# [Text segment]
Data storage consumes an estimated 4% of the global electrical energy supply, and the demand for data storage will accelerate for the foreseeable future. We need innovations in storage software and hardware to enable economical, resilient, and environmentally sustainable data management.
This blog is based on a DCIG Executive Whitepaper commissioned by Swiss Vault
The Need for Sustainable Storage
Everybody has lost valuable data, due to various reasons. Most of this can never be recreated in whole or in part. In NASA’s case, valuable technical design data stored on 7-track magnetic tape has been lost, due to the unavailability of still-functioning tape drives.[i] This will soon be the case for data stored on floppy disks. (When was the last time you saw an 8-inch floppy disk reader?)
Another major storage problem is power demand. Within the data center, storage typically accounts for a significant portion of that electricity. Overall, Data storage consumes an estimated 4% of the global electrical energy supply, and the demand for data storage will accelerate for the foreseeable future with the coming Data Tsunami. Thus, sustainability matters when it comes to enterprise storage.
The Data Tsunami Quantified
High-performance computing (HPC) requires vast amounts of data capacity and velocity. That data holds value for organizations and society.
One person I spoke with at the SC22 supercomputing conference is responsible for managing technology for a commercial genomics company. It processes 2 PB of genomics data daily, keeping “just” 100TB of that data. They would like to save more of the raw data for future research but have not found a practical solution that enables them to do so.
Such a cost-effective solution would necessarily use commonly available non-proprietary hardware and provide a seamless transition to supporting new storage capacities and media types as technology evolves.
Raphael Griman, Compute Team Lead for EMBL-EBI, said his organization currently stores more than 250PB of public science data and expects to cross the exabyte boundary within a year. That means EMBL-EBI adds an average of 2PB to its environment each day.
Sustainability – Reducing Data’s Carbon Footprint
Bhupinder Bhullar, Swiss Vault Co-founder and CEO also worked in genomics. He recognized the need to preserve and secure this sensitive data for a lifetime. He concluded that “Every CIO should have a strategy for 100-year data retention.”
The co-founders started Swiss Vault to solve the problem of economically and reliably archiving huge volumes of data for decades. Swiss Vault’s separate software and hardware innovations enable economical, resilient, and environmentally sustainable data management.
“Every CIO should have a strategy for 100-year data retention.”– Bhupinder Bhullar, Swiss Vault CEO
“Our Big Thing is Flexibility”
Swiss Vault’s focus on sustainability caused it to prioritize flexibility. The flexibility to fully utilize existing infrastructure. The flexibility to incorporate diverse storage resources into a single namespace with no limits on the filesystem size. The flexibility to adapt to the customer’s needs instead of expecting the customer to adapt to the technology provider’s restrictions.
Flexibility to Double or Triple the Life of Existing Infrastructure
The vast majority of data center infrastructure enters the waste stream within a few short years. Therefore, extending the life of existing infrastructure is one way of reducing both CAPEX and data’s carbon footprint. Swiss Vault’s Vault File System (VFS) software can delay a data center refresh from the typical three to four years to double or perhaps triple that time. Douglas Fortune, Swiss Vaults CTO and Co-founder stated “By making flexibility a core value in the design of the Vault File System, Swiss Vault is maximizing the useful hardware lifespan and minimizing the waste of electronic components.”

# [Information provided]
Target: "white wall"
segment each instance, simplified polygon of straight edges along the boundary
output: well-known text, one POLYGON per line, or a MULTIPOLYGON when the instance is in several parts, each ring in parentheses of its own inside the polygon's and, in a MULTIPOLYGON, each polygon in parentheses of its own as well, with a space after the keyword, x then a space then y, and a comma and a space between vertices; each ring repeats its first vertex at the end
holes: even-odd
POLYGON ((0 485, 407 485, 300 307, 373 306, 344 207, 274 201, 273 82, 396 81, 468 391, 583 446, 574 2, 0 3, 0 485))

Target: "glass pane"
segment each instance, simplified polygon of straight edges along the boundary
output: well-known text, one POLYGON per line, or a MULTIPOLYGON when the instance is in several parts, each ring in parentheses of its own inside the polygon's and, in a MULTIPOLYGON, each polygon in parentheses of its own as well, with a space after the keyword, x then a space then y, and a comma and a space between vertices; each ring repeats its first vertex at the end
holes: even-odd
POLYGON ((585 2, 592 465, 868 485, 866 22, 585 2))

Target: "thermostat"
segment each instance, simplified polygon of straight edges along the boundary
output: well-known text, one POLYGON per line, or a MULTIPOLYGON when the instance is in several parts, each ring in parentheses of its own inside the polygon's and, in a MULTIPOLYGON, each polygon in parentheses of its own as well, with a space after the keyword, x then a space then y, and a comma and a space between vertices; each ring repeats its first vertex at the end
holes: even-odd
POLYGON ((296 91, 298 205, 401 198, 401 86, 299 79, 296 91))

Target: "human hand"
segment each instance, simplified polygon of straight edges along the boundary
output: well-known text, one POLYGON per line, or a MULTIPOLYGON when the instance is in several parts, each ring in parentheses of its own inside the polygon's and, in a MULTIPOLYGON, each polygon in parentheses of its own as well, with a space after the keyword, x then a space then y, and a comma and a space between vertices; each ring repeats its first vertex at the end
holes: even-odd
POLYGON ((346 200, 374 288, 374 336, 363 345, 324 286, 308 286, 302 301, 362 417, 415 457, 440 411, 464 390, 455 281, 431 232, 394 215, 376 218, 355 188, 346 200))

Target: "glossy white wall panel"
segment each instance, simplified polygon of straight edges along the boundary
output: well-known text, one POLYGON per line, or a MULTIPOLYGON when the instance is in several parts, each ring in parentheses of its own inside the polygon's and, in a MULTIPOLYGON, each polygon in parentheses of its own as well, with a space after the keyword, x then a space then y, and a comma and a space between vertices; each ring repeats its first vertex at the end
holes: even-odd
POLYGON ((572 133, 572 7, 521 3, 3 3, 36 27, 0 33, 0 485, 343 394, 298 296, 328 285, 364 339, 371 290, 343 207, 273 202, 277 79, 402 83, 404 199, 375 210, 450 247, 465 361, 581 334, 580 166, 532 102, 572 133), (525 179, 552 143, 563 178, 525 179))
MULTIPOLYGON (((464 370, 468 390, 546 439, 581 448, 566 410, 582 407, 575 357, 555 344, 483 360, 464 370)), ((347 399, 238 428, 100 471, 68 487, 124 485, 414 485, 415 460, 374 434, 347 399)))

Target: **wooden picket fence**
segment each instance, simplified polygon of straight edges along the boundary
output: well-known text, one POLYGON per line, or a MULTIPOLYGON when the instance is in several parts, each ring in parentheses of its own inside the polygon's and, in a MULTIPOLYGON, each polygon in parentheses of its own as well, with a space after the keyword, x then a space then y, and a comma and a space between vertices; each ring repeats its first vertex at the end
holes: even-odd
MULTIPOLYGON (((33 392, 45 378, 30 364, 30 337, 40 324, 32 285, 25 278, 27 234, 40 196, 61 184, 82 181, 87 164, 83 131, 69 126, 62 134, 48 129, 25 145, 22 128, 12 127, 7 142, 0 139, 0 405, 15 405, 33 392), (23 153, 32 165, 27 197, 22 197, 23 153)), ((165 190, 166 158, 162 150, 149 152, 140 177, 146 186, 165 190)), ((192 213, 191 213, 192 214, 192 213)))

# [Activity 1]
From the sustainable storage text, extract the passage from "One person I" up to and including "them to do so.".
# [Activity 2]
According to the sustainable storage text, how much genomics data does the commercial genomics company process each day?

# [Your solution 1]
One person I spoke with at the SC22 supercomputing conference is responsible for managing technology for a commercial genomics company. It processes 2 PB of genomics data daily, keeping “just” 100TB of that data. They would like to save more of the raw data for future research but have not found a practical solution that enables them to do so.

# [Your solution 2]
2 PB